Brief: Given the entries that follow, write out exactly the lines starting at the one containing "Target: textured bark surface" and ending at the one containing "green foliage, place", both ends included, and only those.

Referring expression pointing data:
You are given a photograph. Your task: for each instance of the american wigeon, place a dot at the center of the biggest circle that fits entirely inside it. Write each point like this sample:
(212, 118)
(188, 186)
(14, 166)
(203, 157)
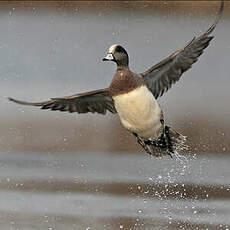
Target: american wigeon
(133, 96)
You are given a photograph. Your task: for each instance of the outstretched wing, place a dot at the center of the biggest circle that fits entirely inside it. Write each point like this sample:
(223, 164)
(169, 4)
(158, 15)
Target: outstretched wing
(161, 76)
(98, 101)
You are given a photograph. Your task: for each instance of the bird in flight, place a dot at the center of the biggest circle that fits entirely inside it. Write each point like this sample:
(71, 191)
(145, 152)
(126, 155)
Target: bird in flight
(134, 96)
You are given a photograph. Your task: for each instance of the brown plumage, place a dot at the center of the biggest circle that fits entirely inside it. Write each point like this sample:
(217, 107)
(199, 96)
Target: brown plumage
(133, 96)
(125, 81)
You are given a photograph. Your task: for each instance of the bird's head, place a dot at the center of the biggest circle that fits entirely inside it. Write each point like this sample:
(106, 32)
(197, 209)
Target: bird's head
(119, 55)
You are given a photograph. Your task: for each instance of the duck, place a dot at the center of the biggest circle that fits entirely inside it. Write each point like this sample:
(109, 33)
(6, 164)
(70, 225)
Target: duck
(133, 96)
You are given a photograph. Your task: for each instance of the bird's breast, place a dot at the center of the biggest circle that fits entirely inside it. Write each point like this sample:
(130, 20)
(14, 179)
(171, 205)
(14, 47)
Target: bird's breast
(139, 112)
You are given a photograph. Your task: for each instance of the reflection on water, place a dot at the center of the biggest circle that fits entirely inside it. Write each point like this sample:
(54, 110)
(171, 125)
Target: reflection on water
(56, 51)
(100, 191)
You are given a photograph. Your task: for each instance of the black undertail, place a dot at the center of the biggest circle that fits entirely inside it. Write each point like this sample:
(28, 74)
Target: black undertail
(169, 142)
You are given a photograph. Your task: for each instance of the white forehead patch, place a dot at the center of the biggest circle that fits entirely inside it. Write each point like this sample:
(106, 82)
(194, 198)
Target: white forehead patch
(112, 48)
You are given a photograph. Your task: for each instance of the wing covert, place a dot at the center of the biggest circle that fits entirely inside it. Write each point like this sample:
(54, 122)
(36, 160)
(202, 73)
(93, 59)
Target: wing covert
(98, 101)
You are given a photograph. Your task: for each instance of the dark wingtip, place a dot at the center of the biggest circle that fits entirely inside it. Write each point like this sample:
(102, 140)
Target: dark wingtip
(11, 99)
(219, 15)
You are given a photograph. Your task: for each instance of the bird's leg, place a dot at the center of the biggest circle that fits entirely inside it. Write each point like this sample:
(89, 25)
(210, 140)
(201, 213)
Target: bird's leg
(169, 142)
(142, 143)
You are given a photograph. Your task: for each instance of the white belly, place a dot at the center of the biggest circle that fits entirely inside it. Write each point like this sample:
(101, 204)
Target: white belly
(139, 112)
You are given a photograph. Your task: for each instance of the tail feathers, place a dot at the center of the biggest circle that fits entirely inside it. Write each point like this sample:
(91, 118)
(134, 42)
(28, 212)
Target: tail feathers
(169, 143)
(178, 140)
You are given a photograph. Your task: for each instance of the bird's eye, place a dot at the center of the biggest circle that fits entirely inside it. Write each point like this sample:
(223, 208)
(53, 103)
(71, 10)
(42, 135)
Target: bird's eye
(119, 49)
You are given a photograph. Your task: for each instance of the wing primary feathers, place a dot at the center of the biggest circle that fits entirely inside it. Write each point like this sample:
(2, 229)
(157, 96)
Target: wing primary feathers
(98, 101)
(160, 77)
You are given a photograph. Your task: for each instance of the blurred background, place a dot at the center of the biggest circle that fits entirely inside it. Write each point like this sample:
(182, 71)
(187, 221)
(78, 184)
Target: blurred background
(54, 49)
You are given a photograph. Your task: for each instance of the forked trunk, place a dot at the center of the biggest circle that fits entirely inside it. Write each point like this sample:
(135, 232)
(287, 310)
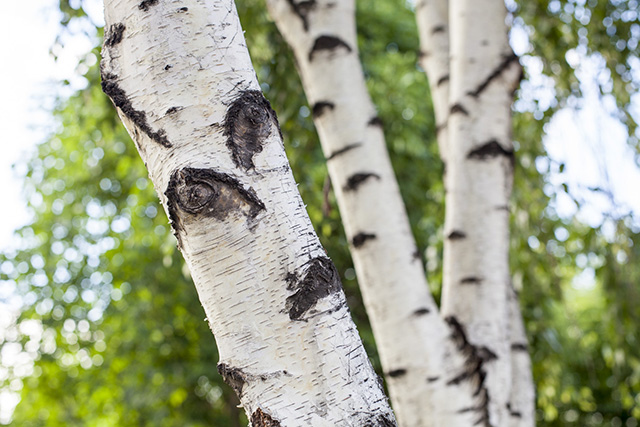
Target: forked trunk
(180, 75)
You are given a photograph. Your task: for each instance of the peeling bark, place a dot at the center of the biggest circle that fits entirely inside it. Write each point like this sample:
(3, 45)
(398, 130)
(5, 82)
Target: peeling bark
(215, 155)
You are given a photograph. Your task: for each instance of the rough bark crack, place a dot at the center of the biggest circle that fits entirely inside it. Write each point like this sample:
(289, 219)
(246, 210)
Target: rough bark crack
(139, 118)
(472, 280)
(146, 4)
(302, 9)
(375, 121)
(456, 235)
(204, 192)
(438, 29)
(489, 150)
(247, 125)
(329, 43)
(442, 80)
(380, 421)
(343, 150)
(519, 347)
(472, 371)
(397, 373)
(361, 238)
(113, 35)
(319, 280)
(458, 108)
(356, 180)
(504, 64)
(320, 107)
(234, 377)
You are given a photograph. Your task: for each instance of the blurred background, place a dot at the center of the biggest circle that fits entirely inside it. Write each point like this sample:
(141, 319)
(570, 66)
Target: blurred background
(100, 324)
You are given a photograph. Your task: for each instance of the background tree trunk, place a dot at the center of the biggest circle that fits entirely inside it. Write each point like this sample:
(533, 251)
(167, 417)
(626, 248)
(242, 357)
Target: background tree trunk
(181, 78)
(429, 373)
(484, 74)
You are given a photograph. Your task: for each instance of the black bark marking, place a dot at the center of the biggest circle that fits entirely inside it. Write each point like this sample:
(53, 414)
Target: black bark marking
(146, 4)
(329, 43)
(259, 418)
(472, 280)
(381, 421)
(203, 192)
(234, 377)
(442, 80)
(486, 355)
(356, 180)
(490, 150)
(397, 373)
(320, 107)
(302, 9)
(472, 371)
(113, 35)
(515, 414)
(375, 121)
(343, 150)
(319, 280)
(519, 347)
(458, 108)
(247, 125)
(504, 64)
(361, 238)
(456, 235)
(139, 118)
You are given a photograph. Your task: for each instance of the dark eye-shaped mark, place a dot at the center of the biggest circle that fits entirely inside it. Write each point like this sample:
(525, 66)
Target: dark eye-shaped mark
(195, 193)
(193, 198)
(247, 126)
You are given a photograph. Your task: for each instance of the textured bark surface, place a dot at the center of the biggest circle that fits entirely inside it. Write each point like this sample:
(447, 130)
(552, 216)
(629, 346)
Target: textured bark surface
(433, 27)
(484, 72)
(433, 24)
(431, 378)
(180, 75)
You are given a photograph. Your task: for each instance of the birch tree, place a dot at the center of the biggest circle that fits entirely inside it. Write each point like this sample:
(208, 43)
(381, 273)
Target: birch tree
(421, 359)
(180, 76)
(473, 74)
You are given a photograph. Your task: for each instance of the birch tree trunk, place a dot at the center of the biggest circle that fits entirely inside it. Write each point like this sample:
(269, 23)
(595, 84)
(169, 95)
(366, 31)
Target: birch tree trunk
(433, 23)
(429, 372)
(180, 76)
(484, 74)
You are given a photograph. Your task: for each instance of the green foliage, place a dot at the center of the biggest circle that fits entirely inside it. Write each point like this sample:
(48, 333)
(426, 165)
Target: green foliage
(111, 317)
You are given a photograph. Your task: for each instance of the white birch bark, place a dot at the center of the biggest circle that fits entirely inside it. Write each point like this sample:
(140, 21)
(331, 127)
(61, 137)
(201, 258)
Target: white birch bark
(483, 75)
(522, 400)
(431, 373)
(433, 24)
(432, 17)
(180, 74)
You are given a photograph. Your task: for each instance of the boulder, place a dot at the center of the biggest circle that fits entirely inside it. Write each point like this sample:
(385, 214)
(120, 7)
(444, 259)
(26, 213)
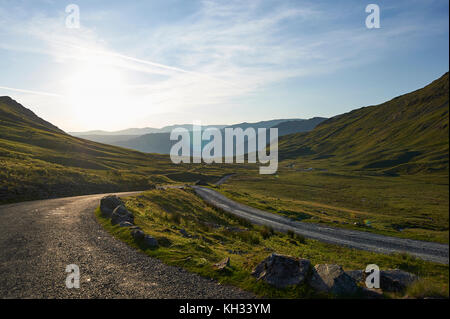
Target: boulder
(137, 234)
(151, 242)
(282, 271)
(223, 264)
(184, 233)
(332, 279)
(108, 204)
(121, 214)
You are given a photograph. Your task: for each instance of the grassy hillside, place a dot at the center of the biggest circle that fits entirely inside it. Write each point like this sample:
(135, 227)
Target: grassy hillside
(213, 235)
(407, 134)
(381, 169)
(38, 160)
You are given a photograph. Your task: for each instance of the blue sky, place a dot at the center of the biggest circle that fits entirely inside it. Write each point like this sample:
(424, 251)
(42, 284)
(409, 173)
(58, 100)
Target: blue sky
(155, 63)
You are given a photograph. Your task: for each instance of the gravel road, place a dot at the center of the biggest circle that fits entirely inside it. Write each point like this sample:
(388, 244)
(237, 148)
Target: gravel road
(350, 238)
(39, 239)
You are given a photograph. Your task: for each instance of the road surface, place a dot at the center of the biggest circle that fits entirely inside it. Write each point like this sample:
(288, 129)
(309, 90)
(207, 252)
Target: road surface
(351, 238)
(39, 239)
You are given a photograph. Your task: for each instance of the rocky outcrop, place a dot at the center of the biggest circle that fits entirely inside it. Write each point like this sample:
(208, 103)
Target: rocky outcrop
(121, 214)
(137, 234)
(223, 264)
(125, 224)
(150, 242)
(332, 279)
(108, 204)
(147, 240)
(282, 271)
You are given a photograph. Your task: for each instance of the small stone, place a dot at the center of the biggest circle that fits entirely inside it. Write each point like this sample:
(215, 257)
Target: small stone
(108, 204)
(282, 271)
(121, 214)
(150, 241)
(137, 234)
(332, 279)
(125, 224)
(223, 264)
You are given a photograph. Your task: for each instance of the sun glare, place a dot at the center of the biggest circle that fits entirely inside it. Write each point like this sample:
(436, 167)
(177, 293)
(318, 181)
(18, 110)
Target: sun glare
(97, 91)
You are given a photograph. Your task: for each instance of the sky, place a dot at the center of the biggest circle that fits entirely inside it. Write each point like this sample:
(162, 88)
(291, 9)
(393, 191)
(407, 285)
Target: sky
(156, 63)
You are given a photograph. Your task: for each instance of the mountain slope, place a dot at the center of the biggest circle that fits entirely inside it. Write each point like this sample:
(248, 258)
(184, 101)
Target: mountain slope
(407, 134)
(161, 143)
(298, 126)
(38, 160)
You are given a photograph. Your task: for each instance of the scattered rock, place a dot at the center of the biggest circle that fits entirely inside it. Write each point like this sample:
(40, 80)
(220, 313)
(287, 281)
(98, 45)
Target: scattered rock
(184, 233)
(223, 264)
(396, 280)
(125, 224)
(137, 234)
(282, 271)
(121, 214)
(201, 183)
(164, 241)
(150, 241)
(108, 204)
(332, 279)
(357, 275)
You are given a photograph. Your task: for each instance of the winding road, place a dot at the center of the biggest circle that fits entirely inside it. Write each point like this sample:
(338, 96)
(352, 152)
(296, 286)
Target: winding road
(351, 238)
(39, 239)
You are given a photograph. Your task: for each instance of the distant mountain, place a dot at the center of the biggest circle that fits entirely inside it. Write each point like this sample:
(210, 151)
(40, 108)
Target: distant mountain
(161, 143)
(15, 114)
(137, 131)
(407, 134)
(298, 126)
(38, 160)
(130, 131)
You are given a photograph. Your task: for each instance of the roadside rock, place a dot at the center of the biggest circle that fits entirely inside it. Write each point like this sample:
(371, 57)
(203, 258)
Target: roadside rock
(223, 264)
(125, 224)
(137, 234)
(184, 233)
(150, 241)
(108, 204)
(357, 275)
(121, 214)
(282, 271)
(332, 279)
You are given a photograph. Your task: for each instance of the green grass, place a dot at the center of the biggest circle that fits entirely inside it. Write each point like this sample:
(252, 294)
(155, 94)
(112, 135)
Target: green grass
(217, 235)
(413, 207)
(37, 160)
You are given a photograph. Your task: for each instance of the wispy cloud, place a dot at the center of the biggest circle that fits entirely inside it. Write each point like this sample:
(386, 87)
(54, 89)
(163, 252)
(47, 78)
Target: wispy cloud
(213, 57)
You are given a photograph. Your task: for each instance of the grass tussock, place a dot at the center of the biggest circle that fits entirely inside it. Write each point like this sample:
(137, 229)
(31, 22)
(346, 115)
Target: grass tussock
(213, 235)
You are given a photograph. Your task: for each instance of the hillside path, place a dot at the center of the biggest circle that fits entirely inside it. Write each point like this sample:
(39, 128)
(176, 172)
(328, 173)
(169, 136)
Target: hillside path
(351, 238)
(39, 239)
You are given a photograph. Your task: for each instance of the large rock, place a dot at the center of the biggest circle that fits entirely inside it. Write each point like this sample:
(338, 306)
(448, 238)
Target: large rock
(125, 224)
(137, 234)
(121, 214)
(223, 264)
(151, 242)
(332, 279)
(282, 271)
(108, 204)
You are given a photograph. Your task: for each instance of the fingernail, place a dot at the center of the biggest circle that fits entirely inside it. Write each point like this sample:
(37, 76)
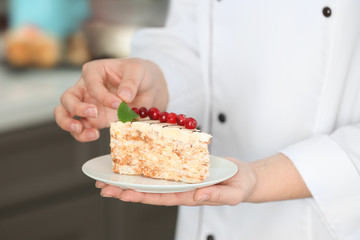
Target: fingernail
(125, 94)
(105, 195)
(91, 112)
(99, 184)
(116, 105)
(93, 135)
(74, 127)
(204, 198)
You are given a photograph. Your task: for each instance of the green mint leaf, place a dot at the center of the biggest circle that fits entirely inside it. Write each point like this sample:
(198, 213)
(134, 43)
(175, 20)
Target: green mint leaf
(126, 114)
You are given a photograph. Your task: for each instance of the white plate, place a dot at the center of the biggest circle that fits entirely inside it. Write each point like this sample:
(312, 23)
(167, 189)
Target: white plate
(100, 168)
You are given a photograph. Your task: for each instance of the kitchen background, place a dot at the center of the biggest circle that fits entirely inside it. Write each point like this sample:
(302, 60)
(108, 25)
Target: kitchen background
(43, 193)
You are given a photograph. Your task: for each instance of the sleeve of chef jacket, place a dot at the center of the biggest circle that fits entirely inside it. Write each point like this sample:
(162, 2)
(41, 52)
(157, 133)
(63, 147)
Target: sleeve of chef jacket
(330, 167)
(174, 49)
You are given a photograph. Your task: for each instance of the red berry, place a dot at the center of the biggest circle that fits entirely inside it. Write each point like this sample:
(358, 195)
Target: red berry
(190, 123)
(172, 118)
(154, 113)
(180, 119)
(136, 110)
(143, 112)
(163, 117)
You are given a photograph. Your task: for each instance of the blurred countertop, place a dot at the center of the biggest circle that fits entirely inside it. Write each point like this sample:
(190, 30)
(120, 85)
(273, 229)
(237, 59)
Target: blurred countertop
(28, 97)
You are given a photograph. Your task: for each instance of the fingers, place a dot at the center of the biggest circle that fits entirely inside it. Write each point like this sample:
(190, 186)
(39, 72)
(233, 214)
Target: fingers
(133, 73)
(215, 195)
(75, 127)
(72, 101)
(65, 121)
(95, 77)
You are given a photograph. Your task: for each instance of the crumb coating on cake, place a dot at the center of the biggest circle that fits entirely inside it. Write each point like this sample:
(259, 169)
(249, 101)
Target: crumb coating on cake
(159, 150)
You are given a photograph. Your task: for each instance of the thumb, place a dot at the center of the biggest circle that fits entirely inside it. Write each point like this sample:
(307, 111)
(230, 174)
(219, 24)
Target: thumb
(132, 76)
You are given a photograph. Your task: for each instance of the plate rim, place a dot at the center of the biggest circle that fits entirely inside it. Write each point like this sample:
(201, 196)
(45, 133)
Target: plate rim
(180, 187)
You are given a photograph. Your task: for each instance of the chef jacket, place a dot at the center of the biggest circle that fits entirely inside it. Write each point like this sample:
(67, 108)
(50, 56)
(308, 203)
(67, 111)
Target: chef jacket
(265, 77)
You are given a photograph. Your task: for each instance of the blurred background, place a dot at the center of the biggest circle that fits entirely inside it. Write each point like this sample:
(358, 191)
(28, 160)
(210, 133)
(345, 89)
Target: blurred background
(43, 193)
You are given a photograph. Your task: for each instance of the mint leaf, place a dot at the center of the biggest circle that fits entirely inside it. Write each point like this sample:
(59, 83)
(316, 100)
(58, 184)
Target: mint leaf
(126, 114)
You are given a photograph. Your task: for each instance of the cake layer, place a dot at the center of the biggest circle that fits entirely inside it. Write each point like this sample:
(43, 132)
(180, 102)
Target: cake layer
(159, 150)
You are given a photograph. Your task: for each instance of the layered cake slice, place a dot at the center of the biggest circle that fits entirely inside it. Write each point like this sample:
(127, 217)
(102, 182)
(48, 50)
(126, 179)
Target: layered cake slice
(159, 150)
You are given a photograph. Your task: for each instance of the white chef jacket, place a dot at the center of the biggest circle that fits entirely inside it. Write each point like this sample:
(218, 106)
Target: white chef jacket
(285, 75)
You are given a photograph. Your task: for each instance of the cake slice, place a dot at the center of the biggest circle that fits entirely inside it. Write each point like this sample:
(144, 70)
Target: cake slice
(159, 150)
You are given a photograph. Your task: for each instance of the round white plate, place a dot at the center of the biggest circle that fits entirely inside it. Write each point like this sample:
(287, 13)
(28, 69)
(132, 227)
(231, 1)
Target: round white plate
(100, 168)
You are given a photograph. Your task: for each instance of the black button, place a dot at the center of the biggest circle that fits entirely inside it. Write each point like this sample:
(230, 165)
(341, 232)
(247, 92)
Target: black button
(327, 11)
(222, 118)
(210, 237)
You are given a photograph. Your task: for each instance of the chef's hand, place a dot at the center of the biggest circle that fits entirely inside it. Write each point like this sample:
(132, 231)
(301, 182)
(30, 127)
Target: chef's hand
(230, 192)
(103, 85)
(270, 179)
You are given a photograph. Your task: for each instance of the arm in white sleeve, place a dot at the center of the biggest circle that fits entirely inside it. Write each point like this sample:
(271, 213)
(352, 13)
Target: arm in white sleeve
(330, 167)
(174, 48)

Solution:
Target: textured bark surface
(433, 27)
(484, 72)
(433, 24)
(431, 378)
(180, 75)
You are given a photograph. Your task: for each instance of the birch tree, place a dot at the center of the biggest circle that fits entirely inside it. Write each point like this sample:
(208, 43)
(381, 273)
Target: birch tree
(421, 359)
(180, 76)
(473, 74)
You are given a photograph. Your task: for each instance of the birch tree trunk, place a dot at the center of the biggest circle that fits entirely inside it. Write each point like this sample:
(269, 23)
(595, 84)
(169, 95)
(366, 31)
Target: birch tree trunk
(433, 23)
(429, 372)
(180, 76)
(484, 74)
You are given a photograph. Your task: for each instance of the green foliage, place a dot at the center of the biggest circle that fits entirely inside it. Write each point like this sample:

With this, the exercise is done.